Aim of the task: Print the lines of the data below verbatim, from the line containing "Could you please point out the pale" through the last line of the data, both ends included.

........

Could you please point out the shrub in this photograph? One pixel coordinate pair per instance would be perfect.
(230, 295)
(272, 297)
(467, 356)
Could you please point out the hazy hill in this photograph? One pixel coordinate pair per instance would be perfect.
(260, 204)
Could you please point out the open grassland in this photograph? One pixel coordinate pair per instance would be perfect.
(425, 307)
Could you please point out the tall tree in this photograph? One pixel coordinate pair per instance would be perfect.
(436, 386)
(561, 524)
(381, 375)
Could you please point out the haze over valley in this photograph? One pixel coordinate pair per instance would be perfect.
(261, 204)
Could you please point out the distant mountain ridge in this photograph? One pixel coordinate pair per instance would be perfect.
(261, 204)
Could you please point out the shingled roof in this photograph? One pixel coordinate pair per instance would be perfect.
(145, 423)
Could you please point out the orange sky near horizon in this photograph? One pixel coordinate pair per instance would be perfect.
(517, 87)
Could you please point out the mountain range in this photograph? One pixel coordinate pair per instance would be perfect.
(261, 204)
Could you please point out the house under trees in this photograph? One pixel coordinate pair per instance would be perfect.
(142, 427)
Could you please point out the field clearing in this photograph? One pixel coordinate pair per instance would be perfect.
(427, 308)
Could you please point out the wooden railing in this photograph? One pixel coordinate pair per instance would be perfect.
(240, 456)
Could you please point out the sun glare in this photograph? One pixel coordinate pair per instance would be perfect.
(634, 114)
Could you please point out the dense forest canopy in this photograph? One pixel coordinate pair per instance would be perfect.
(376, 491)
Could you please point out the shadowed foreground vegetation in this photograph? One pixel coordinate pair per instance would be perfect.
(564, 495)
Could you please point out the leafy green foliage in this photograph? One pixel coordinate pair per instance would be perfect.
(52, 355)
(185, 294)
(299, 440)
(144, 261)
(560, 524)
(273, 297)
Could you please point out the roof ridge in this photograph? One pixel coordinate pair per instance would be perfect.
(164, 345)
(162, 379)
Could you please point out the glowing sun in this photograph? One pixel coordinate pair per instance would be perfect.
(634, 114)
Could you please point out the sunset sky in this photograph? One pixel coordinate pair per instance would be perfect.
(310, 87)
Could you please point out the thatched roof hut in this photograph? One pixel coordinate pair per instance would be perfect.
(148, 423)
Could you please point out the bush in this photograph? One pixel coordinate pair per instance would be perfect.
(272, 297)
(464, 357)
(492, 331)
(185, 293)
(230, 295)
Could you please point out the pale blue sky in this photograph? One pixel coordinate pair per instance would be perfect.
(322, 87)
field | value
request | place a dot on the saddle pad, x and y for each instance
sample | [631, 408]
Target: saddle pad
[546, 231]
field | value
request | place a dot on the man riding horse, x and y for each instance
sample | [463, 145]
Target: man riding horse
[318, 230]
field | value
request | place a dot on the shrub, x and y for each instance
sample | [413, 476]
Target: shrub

........

Exercise response:
Could you please point out the pale blue sky in this photograph? One pixel coordinate pair per instance would be perfect.
(322, 87)
field | value
request | place a dot on the saddle pad, x and y for each instance
sample | [631, 408]
Target: saddle pad
[546, 231]
field | value
request | place a dot on the man riding horse, x and y for each instance
sample | [463, 145]
Target: man riding horse
[318, 230]
field | value
request | place a dot on the shrub, x and y for each instance
sample | [413, 476]
Target: shrub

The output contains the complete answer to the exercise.